==== Excerpt to read
37. The nonvolatile semiconductor memory device according to claim 36, wherein the first word line is closest to the second select gate transistor included in the first memory cell unit.
38. The nonvolatile semiconductor memory device according to claim 23, wherein a width of the first source line is larger than a width of the word line.
39. The nonvolatile semiconductor memory device according to claim 23, further comprising:
a first memory cell unit connected to the first source line;
a first select gate line which is provided along the first direction, a gate electrode of the first select gate transistor being connected to the first select gate line; and
a second select gate line which is provided along the first direction, a gate electrode of the second select gate transistor being connected to the second select gate line,
wherein the first source line is located over the second select gate line connected to the first memory cell unit.
40. The nonvolatile semiconductor memory device according to claim 23, further comprising:
a first select gate line which is provided along the first direction, a gate electrode of the first select gate transistor being connected to the first select gate line; and
a second select gate line which is provided along the first direction, a gate electrode of the second select gate transistor being connected to the second select gate line,
wherein a width of the first source line is larger than both a width of the first select gate line and a width of the second select gate line.
41. The nonvolatile semiconductor memory device according to claim 23, further comprising:
a first select gate line which is provided along the first direction, a gate electrode of the first select gate transistor being connected to the first select gate line;
a second select gate line which is provided along the first direction, a gate electrode of the second select gate transistor being connected to the second select gate line; and
a first select gate bypass line which is provided along the first direction in the memory cell array, the first select gate bypass line being connected to the first select gate line, the first select gate bypass line being located above both the first select gate line and the word line, the first select gate bypass line being consisted of the first conductive layer.
42. The nonvolatile semiconductor memory device according to claim 41, wherein a width of the first select gate bypass line is larger than both a width of the first select gate line and a width of the word line in the memory cell array, and a width of the first source line is larger than the width of the first select gate bypass line in an area other than a shunt area in the memory cell array; and
wherein the first select gate bypass line is located over the word line, and the first select gate bypass line is closer to the first select gate line than the first source line in the memory cell array.
43. The nonvolatile semiconductor memory device according to claim 41, wherein a sheet resistance of the first conductive layer is lower than a sheet resistance of the second conductive layer.
44. The nonvolatile semiconductor memory device according to claim 41, further comprising:
a second select gate bypass line which is provided along the first direction in the memory cell array, the second select gate bypass line being connected to the second select gate line, the second select gate bypass line being located above any of the first select gate line, the second select gate line and the word line, the second select gate bypass line being consisted of the first conductive layer,
wherein a width of the second select gate bypass line is larger than both a width of the second select gate line and a width of the word line in the memory cell array, and a width of the first source line is larger than the width of the second select gate bypass line in an area other than a shunt area in the memory cell array; and
wherein the second select gate bypass line is located over the word line, and the second select gate bypass line is closer to the first select gate line than the first source line in the memory cell array.
========
==== Extracted data
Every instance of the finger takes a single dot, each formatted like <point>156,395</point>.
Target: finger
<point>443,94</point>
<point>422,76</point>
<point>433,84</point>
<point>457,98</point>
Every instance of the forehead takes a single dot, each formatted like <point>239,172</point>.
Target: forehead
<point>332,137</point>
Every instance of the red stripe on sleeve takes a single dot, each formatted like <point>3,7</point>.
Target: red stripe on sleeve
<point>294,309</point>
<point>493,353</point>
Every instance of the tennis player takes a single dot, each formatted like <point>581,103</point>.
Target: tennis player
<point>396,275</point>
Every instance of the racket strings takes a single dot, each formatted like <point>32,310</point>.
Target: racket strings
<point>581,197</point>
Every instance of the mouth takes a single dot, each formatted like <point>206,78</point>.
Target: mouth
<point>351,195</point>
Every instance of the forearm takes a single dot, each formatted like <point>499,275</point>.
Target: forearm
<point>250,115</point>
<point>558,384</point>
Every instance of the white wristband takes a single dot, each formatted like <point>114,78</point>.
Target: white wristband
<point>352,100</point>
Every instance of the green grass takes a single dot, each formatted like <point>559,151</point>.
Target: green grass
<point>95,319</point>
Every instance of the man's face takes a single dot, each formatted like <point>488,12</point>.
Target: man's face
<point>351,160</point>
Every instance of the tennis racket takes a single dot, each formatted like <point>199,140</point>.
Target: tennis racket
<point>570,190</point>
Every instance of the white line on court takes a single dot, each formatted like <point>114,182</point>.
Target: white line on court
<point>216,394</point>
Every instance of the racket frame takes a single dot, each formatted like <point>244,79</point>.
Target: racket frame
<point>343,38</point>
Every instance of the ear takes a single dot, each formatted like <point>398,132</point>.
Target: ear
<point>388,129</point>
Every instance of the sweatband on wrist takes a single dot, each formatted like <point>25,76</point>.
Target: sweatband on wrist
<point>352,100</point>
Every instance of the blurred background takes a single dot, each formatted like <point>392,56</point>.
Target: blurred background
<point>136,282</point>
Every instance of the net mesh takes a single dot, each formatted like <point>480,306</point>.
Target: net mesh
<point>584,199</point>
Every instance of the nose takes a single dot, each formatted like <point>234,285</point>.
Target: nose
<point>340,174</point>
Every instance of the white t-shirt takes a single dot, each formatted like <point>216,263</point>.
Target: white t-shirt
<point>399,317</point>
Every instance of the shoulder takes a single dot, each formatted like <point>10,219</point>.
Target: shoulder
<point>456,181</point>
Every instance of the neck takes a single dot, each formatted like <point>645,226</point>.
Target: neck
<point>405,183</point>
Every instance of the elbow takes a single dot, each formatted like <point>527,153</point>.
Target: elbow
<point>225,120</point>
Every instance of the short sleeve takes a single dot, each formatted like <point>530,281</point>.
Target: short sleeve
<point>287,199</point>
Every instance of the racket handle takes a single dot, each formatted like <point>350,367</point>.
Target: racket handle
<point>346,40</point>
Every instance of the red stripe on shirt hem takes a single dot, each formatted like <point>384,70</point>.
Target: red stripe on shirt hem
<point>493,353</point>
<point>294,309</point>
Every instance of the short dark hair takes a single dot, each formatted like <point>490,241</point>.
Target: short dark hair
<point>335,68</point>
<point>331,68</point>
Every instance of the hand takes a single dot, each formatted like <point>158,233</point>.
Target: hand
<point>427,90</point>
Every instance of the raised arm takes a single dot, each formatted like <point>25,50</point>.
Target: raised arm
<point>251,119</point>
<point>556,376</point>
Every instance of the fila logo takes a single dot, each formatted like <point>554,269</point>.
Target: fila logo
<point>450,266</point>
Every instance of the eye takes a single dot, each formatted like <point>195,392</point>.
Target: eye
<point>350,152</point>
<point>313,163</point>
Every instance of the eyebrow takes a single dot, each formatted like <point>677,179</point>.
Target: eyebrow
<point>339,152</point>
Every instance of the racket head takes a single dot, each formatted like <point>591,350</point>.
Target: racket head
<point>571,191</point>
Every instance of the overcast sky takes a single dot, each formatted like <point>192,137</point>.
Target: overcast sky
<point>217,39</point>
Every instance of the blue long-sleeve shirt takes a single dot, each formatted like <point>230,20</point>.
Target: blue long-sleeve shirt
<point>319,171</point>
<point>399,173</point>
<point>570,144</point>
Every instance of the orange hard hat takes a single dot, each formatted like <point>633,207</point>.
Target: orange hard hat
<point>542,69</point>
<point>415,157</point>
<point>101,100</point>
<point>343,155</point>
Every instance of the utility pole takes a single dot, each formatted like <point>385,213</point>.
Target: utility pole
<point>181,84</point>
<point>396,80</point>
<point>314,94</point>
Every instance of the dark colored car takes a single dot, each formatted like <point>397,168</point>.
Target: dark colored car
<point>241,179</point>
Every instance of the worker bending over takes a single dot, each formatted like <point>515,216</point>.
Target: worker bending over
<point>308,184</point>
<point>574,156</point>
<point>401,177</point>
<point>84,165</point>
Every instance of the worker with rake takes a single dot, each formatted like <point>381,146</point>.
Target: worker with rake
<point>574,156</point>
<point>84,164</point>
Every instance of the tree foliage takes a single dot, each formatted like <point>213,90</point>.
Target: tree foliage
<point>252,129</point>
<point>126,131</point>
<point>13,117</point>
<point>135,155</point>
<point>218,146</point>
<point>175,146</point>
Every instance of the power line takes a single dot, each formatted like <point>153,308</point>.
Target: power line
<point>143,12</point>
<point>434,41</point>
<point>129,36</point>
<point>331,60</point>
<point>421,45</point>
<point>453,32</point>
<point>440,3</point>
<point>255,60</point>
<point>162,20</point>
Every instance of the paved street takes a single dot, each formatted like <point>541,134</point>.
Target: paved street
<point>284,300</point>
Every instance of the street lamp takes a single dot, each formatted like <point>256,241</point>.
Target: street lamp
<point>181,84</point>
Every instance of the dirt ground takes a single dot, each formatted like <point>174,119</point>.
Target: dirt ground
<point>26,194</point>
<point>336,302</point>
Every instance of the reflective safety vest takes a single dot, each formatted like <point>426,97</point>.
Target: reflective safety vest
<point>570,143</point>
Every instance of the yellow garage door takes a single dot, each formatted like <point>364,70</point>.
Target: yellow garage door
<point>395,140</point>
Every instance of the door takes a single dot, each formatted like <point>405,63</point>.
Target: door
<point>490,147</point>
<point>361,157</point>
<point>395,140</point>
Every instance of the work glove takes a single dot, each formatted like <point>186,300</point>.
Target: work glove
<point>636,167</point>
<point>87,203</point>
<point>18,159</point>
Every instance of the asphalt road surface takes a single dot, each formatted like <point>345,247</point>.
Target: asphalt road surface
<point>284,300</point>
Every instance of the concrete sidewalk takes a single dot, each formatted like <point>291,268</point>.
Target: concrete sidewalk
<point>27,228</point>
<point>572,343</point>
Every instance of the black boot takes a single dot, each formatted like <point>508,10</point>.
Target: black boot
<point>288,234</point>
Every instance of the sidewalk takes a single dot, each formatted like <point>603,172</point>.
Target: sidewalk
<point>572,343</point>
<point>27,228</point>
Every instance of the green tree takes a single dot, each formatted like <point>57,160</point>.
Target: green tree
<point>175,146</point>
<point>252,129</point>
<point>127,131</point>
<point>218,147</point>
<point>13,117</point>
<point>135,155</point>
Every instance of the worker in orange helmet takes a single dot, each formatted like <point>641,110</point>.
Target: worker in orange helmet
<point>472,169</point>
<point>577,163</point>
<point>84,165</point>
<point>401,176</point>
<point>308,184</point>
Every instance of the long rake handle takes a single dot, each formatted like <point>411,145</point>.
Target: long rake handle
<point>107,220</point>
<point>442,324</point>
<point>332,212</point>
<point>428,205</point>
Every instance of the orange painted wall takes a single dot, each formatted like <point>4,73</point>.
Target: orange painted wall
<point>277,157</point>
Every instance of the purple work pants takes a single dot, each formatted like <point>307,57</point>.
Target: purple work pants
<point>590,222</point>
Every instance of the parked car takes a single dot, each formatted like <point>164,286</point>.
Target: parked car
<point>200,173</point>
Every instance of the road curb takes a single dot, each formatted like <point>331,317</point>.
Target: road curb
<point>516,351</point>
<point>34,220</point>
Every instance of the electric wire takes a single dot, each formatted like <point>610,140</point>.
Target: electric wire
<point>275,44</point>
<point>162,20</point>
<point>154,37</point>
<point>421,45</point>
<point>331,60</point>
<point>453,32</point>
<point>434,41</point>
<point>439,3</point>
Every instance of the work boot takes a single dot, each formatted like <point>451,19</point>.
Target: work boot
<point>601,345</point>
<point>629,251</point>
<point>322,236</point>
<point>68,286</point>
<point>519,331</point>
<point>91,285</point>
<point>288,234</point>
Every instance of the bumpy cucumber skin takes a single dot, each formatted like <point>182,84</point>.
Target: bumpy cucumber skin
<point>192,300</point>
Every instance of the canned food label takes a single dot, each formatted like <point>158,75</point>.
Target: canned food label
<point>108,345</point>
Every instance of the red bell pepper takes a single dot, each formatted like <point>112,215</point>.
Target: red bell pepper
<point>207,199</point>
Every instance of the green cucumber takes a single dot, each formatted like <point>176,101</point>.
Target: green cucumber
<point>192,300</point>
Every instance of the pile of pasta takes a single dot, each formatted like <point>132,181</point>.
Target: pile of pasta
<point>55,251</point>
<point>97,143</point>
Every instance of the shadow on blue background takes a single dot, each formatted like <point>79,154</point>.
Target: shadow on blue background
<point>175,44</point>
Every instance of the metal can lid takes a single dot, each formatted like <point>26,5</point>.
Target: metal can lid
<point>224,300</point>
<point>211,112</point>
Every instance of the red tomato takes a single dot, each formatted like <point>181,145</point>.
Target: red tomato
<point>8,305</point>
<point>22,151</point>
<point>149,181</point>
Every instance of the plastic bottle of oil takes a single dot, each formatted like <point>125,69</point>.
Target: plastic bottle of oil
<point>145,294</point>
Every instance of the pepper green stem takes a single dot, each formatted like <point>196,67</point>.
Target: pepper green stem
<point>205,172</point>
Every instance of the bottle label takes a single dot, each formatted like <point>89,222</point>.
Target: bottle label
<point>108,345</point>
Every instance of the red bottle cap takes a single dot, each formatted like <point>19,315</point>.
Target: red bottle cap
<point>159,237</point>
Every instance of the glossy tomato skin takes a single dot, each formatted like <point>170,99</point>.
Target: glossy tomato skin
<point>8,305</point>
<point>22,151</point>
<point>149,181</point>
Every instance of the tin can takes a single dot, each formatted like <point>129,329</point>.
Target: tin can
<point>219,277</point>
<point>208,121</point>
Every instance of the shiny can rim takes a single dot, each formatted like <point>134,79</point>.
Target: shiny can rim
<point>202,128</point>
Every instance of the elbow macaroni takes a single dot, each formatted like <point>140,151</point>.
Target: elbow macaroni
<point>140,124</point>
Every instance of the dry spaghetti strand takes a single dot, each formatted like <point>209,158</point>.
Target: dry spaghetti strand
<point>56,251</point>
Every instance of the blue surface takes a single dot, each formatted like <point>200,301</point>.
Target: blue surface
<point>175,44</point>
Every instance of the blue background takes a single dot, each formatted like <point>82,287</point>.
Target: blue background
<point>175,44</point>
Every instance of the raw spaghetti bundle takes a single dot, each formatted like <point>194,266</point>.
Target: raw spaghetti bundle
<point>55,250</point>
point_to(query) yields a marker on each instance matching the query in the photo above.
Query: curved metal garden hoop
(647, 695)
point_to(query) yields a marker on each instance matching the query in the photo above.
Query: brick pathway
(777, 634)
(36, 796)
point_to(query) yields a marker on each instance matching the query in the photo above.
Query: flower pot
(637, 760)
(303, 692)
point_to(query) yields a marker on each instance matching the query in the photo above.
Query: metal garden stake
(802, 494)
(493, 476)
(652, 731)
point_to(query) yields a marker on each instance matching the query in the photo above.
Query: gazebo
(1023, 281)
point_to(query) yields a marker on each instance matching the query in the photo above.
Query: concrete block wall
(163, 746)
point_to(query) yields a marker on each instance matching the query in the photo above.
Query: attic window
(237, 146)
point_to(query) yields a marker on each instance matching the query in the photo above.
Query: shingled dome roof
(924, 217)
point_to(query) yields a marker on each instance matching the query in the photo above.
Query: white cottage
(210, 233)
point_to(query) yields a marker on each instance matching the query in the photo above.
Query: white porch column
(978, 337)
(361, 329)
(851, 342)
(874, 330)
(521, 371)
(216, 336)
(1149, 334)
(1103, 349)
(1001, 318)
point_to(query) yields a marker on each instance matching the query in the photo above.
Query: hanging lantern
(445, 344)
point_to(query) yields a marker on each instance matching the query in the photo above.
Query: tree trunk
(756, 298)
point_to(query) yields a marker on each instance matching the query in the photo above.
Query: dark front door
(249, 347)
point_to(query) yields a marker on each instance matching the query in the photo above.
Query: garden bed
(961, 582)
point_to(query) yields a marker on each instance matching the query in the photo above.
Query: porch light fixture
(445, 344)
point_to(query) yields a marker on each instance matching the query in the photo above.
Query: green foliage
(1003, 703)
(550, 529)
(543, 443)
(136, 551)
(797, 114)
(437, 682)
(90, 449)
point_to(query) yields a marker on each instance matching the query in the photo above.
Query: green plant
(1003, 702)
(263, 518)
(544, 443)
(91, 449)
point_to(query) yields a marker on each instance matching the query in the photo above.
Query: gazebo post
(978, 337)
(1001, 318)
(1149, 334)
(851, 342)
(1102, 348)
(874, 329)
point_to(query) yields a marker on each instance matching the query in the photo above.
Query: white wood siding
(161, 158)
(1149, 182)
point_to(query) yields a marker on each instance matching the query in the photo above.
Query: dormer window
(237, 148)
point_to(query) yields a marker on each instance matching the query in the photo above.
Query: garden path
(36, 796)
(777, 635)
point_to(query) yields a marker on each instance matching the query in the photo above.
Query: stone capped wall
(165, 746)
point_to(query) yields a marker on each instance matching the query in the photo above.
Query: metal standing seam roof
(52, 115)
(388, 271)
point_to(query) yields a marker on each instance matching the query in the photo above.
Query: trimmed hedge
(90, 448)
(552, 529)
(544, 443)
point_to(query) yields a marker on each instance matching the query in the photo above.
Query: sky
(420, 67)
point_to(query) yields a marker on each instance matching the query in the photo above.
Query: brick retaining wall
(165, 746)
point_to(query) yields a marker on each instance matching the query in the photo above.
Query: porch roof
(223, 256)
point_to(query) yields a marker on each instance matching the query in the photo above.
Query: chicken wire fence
========
In the memory device claims, begin at the words "38. The nonvolatile" and stop after "to the first memory cell unit.". Write out that passage, substituting "source wiring" for each "source line". The records play no part in what follows.

38. The nonvolatile semiconductor memory device according to claim 23, wherein a width of the first source wiring is larger than a width of the word line.
39. The nonvolatile semiconductor memory device according to claim 23, further comprising:
a first memory cell unit connected to the first source wiring;
a first select gate line which is provided along the first direction, a gate electrode of the first select gate transistor being connected to the first select gate line; and
a second select gate line which is provided along the first direction, a gate electrode of the second select gate transistor being connected to the second select gate line,
wherein the first source wiring is located over the second select gate line connected to the first memory cell unit.